Tasks
(1) According to the flight report, who ended the disturbance on board?
(2) Reproduce the passage of the flight report between "Characterising the flight" and "disturbance to an end.", inclusive.

The fracas, now under formal investigation by the Federal Bureau of Investigation, broke out on flight NW45 on Monday evening from Gatwick airport to Los Angeles via Minneapolis, Minnesota.
All 18 passengers were detained when the aircraft landed in Minneapolis. Charges were filed by the airline against Michael Purcell, 25, who appeared in a Minneapolis court yesterday and is being held in custody without bail.
The other 17 were refused entry into the US. Four were sent straight back to London on Monday night; the remaining 13 were dispatched last night and were due to arrive on two separate flights into Gatwick this morning.
Characterising the flight as "challenging", a spokesman for the airline confirmed last night that the activities of the 18 - believed to be members of three families - reduced the flight to pandemonium. It eventually took the intervention of three American wrestlers who happened to be on board to bring the disturbance to an end.

Stored data
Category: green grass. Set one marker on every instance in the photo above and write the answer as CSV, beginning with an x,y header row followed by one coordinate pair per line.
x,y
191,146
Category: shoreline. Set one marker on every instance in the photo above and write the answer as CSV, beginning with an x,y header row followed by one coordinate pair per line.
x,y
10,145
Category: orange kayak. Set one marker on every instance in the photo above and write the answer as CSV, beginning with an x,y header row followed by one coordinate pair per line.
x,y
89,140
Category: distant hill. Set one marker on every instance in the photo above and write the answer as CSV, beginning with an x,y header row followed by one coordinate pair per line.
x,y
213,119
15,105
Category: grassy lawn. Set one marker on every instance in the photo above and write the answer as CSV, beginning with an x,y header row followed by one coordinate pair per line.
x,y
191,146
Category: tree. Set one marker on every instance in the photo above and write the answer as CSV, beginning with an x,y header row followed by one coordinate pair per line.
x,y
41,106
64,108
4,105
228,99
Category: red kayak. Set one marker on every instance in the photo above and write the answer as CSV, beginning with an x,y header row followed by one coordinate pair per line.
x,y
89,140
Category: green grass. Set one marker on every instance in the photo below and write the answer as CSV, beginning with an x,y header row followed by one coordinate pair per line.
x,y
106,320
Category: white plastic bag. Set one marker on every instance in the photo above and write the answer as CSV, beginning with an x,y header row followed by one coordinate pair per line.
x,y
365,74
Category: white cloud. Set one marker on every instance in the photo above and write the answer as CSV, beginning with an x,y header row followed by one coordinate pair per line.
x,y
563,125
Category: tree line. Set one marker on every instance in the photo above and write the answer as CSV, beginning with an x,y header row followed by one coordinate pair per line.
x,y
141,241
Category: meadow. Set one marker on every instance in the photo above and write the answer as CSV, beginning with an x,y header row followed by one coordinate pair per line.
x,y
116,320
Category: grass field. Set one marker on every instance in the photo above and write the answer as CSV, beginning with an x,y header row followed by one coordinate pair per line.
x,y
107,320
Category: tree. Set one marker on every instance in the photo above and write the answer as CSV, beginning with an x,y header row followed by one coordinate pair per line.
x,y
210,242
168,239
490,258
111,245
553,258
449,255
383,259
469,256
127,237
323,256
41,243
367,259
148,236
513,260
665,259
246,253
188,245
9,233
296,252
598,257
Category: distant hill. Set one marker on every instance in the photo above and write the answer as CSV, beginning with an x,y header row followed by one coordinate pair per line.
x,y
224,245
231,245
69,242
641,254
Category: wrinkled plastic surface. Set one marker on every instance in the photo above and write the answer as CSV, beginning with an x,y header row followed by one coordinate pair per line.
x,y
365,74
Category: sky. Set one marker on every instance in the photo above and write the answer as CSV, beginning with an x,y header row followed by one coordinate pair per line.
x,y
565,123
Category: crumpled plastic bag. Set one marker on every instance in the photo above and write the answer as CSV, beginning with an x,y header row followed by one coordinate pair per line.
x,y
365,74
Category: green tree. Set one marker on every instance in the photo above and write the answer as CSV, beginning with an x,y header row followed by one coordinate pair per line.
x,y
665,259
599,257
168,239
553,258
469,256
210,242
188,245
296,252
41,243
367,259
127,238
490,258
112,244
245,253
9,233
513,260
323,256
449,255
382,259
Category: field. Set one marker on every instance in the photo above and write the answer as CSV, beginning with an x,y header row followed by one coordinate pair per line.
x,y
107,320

Solved problems
(1) Three American wrestlers who happened to be on board ended it.

(2)
Characterising the flight as "challenging", a spokesman for the airline confirmed last night that the activities of the 18 - believed to be members of three families - reduced the flight to pandemonium. It eventually took the intervention of three American wrestlers who happened to be on board to bring the disturbance to an end.